— START Dataset entries —

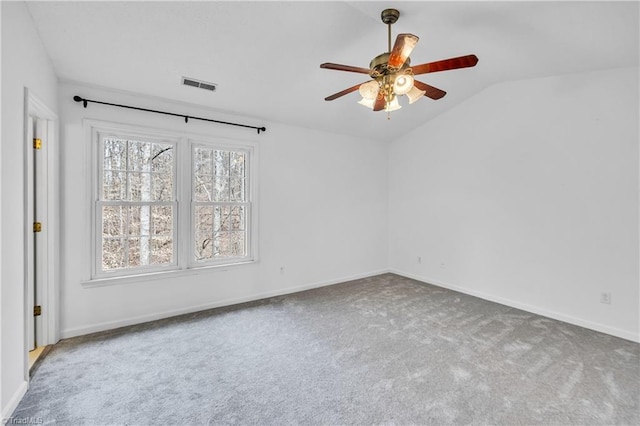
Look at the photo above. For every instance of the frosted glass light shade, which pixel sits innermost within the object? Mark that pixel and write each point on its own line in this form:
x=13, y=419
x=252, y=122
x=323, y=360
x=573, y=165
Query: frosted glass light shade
x=366, y=102
x=369, y=90
x=403, y=84
x=414, y=94
x=393, y=105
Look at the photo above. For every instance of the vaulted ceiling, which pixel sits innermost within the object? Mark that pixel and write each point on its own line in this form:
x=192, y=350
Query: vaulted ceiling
x=265, y=56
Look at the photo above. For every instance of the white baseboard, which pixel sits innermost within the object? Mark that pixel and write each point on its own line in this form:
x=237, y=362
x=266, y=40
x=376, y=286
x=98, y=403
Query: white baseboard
x=624, y=334
x=94, y=328
x=11, y=406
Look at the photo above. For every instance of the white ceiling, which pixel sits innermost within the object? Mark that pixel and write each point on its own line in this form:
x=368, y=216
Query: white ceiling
x=265, y=56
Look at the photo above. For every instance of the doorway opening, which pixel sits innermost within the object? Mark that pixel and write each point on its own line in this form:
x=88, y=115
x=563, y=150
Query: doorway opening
x=40, y=208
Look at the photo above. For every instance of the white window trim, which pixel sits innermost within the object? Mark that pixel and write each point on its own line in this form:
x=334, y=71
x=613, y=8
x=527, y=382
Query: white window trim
x=183, y=261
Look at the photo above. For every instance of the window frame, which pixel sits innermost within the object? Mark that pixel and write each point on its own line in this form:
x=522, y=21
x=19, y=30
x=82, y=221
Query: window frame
x=247, y=204
x=183, y=221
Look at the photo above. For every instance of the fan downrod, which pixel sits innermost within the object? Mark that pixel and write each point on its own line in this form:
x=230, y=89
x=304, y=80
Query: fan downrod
x=390, y=16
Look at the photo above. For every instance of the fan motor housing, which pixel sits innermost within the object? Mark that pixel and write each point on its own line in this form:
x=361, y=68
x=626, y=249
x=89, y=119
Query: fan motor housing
x=390, y=16
x=379, y=66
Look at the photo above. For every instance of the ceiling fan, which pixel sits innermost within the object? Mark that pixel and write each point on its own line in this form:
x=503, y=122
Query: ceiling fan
x=392, y=72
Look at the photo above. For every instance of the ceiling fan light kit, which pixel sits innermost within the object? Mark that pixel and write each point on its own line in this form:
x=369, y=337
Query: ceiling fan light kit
x=393, y=75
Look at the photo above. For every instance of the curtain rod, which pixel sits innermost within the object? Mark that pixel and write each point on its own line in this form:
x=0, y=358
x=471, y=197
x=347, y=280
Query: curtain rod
x=186, y=117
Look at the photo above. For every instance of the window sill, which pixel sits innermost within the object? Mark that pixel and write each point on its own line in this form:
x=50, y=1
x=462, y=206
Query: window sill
x=162, y=275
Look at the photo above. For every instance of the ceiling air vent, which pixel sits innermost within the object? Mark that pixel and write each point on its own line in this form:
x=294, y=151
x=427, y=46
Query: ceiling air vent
x=198, y=83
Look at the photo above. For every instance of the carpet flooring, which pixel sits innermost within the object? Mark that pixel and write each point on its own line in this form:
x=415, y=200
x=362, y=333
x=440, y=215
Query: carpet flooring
x=381, y=350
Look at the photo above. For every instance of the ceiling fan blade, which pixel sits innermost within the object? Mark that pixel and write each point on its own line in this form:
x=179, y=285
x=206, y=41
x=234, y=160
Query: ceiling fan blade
x=446, y=64
x=430, y=91
x=344, y=92
x=381, y=102
x=402, y=49
x=339, y=67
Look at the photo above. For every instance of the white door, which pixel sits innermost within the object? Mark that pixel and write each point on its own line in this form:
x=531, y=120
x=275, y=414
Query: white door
x=35, y=208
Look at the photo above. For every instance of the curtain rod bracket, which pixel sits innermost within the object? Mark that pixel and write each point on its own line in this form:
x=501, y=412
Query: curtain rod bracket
x=186, y=117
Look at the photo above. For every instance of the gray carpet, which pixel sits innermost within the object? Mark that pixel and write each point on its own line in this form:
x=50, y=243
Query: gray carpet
x=381, y=350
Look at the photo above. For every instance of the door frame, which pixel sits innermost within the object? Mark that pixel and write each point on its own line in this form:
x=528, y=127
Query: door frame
x=49, y=199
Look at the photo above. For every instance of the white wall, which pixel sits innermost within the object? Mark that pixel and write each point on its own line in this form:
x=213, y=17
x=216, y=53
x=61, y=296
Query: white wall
x=24, y=64
x=322, y=211
x=527, y=194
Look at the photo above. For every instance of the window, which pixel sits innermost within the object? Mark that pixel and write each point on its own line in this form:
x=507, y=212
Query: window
x=220, y=204
x=170, y=203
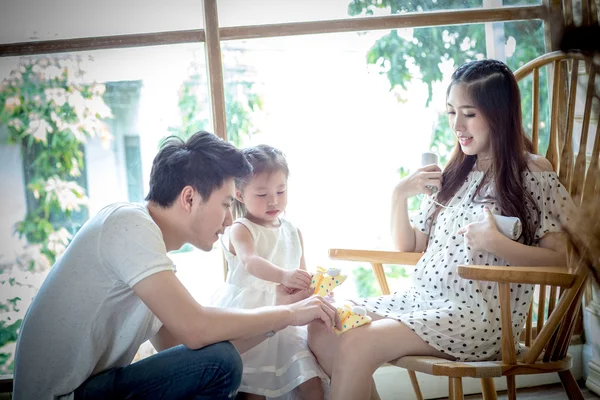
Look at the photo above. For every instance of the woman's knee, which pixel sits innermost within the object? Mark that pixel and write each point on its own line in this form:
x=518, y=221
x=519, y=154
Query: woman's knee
x=230, y=360
x=356, y=346
x=323, y=344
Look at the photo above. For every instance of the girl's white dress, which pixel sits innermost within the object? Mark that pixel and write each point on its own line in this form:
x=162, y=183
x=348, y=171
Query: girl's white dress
x=280, y=363
x=457, y=316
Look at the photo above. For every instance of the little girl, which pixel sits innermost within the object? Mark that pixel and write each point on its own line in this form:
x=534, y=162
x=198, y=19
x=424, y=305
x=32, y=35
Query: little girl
x=264, y=250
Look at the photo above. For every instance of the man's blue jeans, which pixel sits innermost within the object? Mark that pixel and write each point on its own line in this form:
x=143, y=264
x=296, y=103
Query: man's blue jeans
x=213, y=372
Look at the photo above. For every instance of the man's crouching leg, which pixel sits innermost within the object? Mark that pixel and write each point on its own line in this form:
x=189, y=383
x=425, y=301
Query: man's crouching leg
x=212, y=372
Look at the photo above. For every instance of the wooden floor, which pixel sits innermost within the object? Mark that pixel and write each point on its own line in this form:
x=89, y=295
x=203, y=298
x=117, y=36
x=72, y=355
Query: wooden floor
x=549, y=392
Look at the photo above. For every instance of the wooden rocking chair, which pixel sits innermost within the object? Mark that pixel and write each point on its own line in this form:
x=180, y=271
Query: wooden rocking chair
x=546, y=344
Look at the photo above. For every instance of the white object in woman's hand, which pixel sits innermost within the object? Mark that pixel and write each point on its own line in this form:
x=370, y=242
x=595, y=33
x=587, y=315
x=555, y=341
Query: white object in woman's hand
x=420, y=181
x=480, y=236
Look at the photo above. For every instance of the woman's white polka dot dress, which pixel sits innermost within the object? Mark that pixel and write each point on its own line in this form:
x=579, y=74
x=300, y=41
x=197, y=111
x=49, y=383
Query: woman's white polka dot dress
x=457, y=316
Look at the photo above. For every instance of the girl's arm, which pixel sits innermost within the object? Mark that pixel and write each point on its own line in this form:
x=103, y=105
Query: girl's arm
x=243, y=246
x=302, y=259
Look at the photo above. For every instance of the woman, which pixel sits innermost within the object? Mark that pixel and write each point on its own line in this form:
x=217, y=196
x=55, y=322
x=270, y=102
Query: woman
x=490, y=172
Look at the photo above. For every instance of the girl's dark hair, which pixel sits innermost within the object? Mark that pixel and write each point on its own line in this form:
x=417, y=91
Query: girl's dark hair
x=493, y=88
x=204, y=161
x=262, y=158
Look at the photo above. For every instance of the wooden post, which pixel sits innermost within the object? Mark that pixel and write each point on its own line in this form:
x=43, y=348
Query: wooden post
x=215, y=69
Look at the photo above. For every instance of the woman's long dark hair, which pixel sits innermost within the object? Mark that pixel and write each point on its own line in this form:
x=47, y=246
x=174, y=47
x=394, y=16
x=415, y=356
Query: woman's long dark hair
x=493, y=88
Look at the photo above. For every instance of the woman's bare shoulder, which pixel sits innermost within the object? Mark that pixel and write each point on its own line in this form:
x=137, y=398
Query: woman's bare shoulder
x=537, y=163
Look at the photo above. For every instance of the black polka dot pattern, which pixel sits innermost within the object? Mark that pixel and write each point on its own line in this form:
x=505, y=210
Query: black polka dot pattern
x=457, y=316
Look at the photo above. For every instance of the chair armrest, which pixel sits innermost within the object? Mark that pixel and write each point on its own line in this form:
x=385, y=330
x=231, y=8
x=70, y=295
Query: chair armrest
x=375, y=256
x=554, y=276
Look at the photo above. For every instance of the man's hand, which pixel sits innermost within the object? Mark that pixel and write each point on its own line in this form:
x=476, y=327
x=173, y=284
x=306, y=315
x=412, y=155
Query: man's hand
x=296, y=279
x=285, y=296
x=314, y=308
x=306, y=307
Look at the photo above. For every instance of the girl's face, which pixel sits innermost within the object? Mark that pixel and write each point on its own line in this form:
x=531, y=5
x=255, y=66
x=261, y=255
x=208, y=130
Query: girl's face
x=468, y=123
x=265, y=197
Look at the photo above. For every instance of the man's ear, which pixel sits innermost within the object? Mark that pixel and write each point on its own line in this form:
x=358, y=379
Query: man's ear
x=187, y=197
x=238, y=196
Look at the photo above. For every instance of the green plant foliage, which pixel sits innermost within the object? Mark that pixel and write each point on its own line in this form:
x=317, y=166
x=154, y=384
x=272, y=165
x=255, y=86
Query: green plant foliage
x=365, y=279
x=417, y=55
x=241, y=99
x=49, y=112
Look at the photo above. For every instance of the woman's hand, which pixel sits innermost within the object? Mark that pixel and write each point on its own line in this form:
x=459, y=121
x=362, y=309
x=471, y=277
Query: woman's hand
x=481, y=235
x=420, y=181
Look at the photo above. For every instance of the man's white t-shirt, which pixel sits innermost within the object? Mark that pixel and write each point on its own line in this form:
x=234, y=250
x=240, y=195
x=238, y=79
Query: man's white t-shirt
x=86, y=318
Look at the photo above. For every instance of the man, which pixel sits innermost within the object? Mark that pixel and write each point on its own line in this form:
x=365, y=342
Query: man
x=115, y=288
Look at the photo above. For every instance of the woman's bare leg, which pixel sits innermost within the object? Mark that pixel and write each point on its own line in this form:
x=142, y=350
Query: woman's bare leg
x=352, y=358
x=311, y=389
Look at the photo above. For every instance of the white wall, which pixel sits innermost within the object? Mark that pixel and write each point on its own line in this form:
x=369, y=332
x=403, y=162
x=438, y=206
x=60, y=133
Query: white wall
x=29, y=20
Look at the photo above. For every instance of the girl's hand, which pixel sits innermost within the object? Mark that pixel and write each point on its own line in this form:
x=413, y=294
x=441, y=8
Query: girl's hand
x=417, y=182
x=481, y=235
x=296, y=279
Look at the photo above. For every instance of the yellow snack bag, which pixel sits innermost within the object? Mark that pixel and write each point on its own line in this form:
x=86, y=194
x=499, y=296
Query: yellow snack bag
x=351, y=317
x=324, y=281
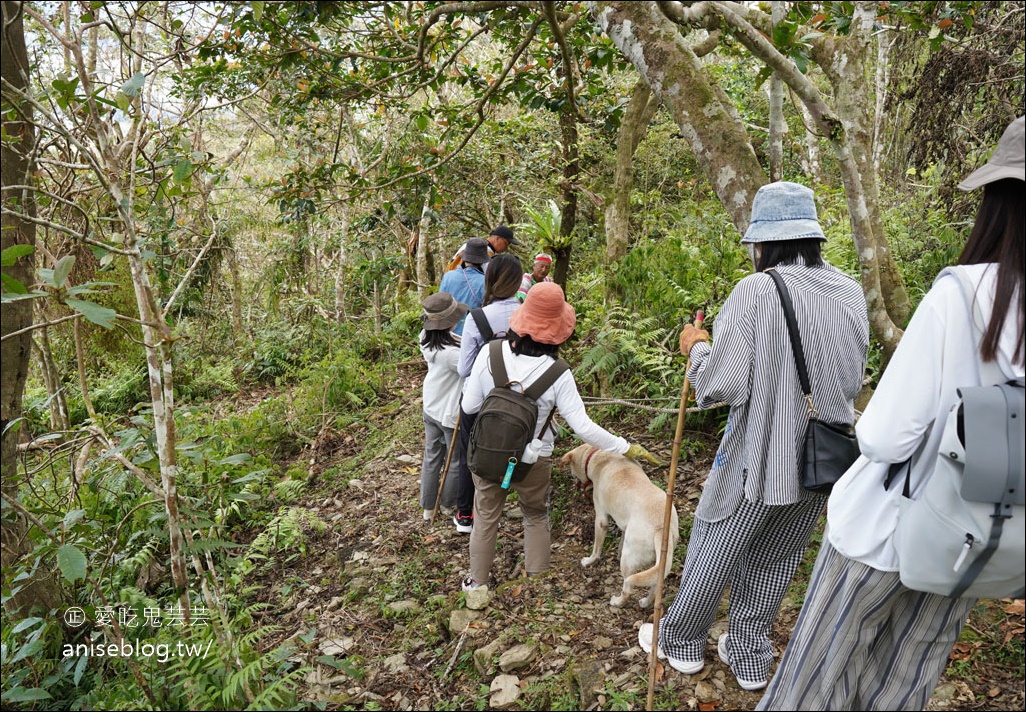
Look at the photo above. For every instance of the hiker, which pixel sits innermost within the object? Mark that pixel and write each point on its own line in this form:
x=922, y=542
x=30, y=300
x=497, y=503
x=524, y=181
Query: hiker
x=500, y=286
x=753, y=520
x=863, y=641
x=537, y=330
x=499, y=241
x=539, y=273
x=440, y=395
x=467, y=282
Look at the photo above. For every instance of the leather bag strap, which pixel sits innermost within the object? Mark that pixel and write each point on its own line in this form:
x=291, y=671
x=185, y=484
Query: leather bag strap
x=792, y=331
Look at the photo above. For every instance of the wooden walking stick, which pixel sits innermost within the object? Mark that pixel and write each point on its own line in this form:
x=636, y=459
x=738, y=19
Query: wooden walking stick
x=658, y=605
x=448, y=459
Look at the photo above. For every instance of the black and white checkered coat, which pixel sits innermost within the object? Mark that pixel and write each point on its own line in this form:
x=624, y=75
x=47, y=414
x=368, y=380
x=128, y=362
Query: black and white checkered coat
x=750, y=366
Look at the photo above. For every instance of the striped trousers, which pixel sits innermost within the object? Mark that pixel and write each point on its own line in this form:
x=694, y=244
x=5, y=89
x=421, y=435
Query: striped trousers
x=864, y=641
x=755, y=550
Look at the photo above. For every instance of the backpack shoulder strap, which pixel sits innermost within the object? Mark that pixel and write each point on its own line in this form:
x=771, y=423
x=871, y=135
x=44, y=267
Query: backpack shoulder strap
x=499, y=376
x=482, y=324
x=545, y=382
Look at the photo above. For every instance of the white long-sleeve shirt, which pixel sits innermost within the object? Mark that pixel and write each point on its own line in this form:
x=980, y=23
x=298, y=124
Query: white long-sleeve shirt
x=498, y=313
x=442, y=384
x=562, y=396
x=937, y=355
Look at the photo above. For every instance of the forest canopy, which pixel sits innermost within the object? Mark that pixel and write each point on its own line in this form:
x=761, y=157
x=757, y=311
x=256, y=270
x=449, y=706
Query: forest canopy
x=208, y=204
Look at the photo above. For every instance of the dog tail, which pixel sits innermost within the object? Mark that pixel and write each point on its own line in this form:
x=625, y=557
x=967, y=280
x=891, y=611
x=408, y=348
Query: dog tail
x=649, y=577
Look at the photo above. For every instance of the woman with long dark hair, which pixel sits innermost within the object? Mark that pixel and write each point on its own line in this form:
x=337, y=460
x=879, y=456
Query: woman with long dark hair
x=753, y=521
x=537, y=330
x=501, y=282
x=863, y=640
x=440, y=348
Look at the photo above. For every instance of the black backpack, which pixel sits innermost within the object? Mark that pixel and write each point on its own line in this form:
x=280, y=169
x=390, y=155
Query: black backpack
x=507, y=421
x=482, y=324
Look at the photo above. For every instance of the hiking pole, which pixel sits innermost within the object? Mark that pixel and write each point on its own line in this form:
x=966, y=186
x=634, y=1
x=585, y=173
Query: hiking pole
x=658, y=605
x=448, y=459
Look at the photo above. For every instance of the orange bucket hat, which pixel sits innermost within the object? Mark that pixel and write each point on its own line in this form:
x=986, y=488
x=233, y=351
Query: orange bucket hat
x=545, y=316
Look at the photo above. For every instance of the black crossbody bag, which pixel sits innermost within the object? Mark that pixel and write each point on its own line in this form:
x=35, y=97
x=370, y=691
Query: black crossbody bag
x=830, y=447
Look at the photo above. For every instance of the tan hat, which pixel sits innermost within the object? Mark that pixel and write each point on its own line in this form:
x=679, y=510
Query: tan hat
x=1009, y=159
x=545, y=316
x=441, y=311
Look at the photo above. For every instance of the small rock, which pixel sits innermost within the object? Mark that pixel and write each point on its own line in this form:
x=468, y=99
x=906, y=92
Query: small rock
x=505, y=689
x=334, y=603
x=396, y=663
x=706, y=693
x=460, y=619
x=478, y=599
x=483, y=656
x=404, y=607
x=517, y=658
x=590, y=680
x=336, y=646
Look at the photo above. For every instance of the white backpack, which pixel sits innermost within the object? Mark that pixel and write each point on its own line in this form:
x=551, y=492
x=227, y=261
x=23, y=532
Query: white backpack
x=965, y=536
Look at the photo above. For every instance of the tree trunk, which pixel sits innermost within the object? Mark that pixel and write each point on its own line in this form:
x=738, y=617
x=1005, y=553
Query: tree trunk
x=653, y=43
x=233, y=268
x=777, y=125
x=16, y=168
x=423, y=252
x=571, y=172
x=340, y=275
x=849, y=81
x=632, y=129
x=811, y=162
x=54, y=389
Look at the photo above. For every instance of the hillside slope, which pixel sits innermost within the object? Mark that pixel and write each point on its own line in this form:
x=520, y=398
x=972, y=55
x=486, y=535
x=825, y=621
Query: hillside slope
x=375, y=601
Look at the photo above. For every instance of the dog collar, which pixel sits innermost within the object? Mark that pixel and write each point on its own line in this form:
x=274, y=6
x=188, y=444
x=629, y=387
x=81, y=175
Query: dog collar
x=588, y=460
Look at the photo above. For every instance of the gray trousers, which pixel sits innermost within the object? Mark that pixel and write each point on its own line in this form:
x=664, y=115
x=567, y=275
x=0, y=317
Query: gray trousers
x=533, y=491
x=864, y=641
x=436, y=444
x=755, y=550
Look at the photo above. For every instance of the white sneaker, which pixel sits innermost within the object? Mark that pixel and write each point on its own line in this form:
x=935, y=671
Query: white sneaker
x=750, y=685
x=686, y=667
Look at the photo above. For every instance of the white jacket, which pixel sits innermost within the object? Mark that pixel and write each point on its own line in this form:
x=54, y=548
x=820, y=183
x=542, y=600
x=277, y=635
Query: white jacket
x=938, y=354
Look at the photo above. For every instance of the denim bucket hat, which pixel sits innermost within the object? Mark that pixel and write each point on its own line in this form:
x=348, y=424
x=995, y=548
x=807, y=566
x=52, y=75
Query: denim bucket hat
x=783, y=211
x=476, y=251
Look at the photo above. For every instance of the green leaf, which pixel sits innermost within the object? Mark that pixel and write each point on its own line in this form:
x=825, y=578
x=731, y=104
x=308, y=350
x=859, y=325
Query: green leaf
x=183, y=170
x=133, y=87
x=27, y=623
x=71, y=561
x=12, y=285
x=46, y=274
x=63, y=270
x=10, y=255
x=73, y=517
x=28, y=694
x=80, y=669
x=93, y=312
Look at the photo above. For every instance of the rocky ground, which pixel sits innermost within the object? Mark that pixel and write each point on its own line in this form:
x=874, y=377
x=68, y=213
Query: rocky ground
x=372, y=600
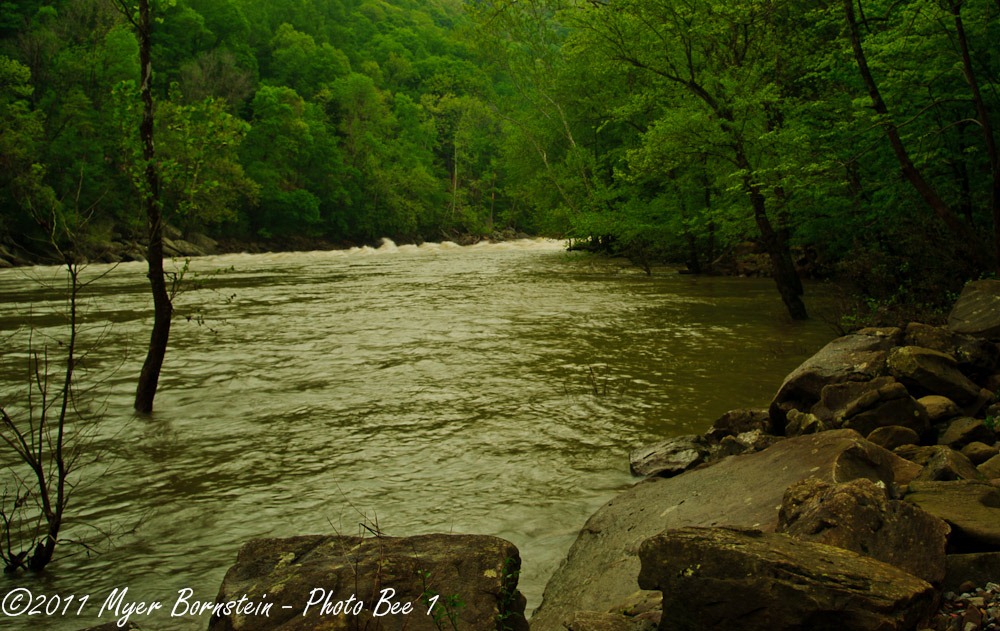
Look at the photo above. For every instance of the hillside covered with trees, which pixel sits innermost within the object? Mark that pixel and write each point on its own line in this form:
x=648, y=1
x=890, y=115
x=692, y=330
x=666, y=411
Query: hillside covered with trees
x=860, y=134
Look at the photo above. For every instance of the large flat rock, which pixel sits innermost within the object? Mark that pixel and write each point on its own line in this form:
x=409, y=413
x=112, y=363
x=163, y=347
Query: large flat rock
x=970, y=507
x=745, y=491
x=717, y=578
x=977, y=311
x=854, y=357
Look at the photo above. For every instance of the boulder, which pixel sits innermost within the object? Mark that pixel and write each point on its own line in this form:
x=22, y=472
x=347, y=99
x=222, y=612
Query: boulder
x=891, y=334
x=963, y=431
x=938, y=338
x=802, y=423
x=931, y=372
x=740, y=421
x=849, y=358
x=859, y=516
x=976, y=356
x=425, y=582
x=598, y=621
x=939, y=408
x=600, y=569
x=946, y=464
x=970, y=507
x=742, y=580
x=978, y=452
x=746, y=442
x=866, y=406
x=893, y=436
x=979, y=567
x=670, y=457
x=977, y=310
x=991, y=468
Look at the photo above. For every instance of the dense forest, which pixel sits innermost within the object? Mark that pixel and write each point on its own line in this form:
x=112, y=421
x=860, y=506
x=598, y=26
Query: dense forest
x=854, y=135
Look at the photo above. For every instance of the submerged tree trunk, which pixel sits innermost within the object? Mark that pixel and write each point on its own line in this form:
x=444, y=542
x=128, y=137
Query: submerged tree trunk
x=162, y=305
x=959, y=229
x=982, y=112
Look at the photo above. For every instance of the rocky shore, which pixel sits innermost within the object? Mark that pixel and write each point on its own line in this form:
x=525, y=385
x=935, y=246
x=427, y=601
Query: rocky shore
x=866, y=497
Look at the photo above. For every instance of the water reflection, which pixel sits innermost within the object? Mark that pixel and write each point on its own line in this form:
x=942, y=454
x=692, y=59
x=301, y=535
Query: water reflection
x=494, y=389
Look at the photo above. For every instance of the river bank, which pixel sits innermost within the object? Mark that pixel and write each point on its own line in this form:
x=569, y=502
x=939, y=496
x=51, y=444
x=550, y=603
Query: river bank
x=119, y=249
x=864, y=497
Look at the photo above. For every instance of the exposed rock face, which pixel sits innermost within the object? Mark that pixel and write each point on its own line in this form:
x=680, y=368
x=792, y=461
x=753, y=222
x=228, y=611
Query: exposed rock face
x=802, y=423
x=859, y=516
x=977, y=311
x=670, y=457
x=932, y=372
x=598, y=621
x=740, y=421
x=963, y=431
x=477, y=571
x=866, y=406
x=719, y=578
x=978, y=452
x=980, y=568
x=971, y=508
x=850, y=358
x=939, y=408
x=991, y=468
x=946, y=464
x=746, y=442
x=740, y=491
x=894, y=436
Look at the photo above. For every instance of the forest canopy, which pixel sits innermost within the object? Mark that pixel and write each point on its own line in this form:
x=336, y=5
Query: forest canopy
x=857, y=133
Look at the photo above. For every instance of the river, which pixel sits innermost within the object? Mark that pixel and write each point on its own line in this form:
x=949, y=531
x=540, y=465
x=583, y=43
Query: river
x=492, y=389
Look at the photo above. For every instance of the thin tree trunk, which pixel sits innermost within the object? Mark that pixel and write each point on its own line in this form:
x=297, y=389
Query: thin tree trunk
x=162, y=306
x=985, y=124
x=783, y=268
x=912, y=174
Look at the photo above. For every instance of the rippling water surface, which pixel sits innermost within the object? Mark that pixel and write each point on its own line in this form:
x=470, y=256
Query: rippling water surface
x=492, y=389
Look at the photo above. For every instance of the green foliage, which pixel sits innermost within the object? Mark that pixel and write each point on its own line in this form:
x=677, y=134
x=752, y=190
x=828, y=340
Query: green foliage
x=643, y=129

— END Dataset entries —

*Brief*: Each line from the one containing "Look at the photo above. For every instance of the thin" to the end of the listing above should be copied exactly, and nothing else.

*Task answer*:
Look at the photo above. For every instance of the thin tree trunk, which pixel sits innermost within the object? Mark that pixel and write each point on its own line in this form:
x=297, y=389
Query: thin tree trunk
x=162, y=306
x=985, y=124
x=783, y=268
x=912, y=174
Look at the photo above. For every instance of the rippling water surface, which pixel sits innermost within the object? Mark that pixel and write each point on its own line in this form:
x=470, y=256
Query: rippling water surface
x=492, y=389
Look at the photo above. For every instance of the green foliage, which pixel sits innermost within the object? Mark that pixel and write each point on its own line in this form:
x=677, y=134
x=752, y=190
x=828, y=340
Query: green foliage
x=643, y=129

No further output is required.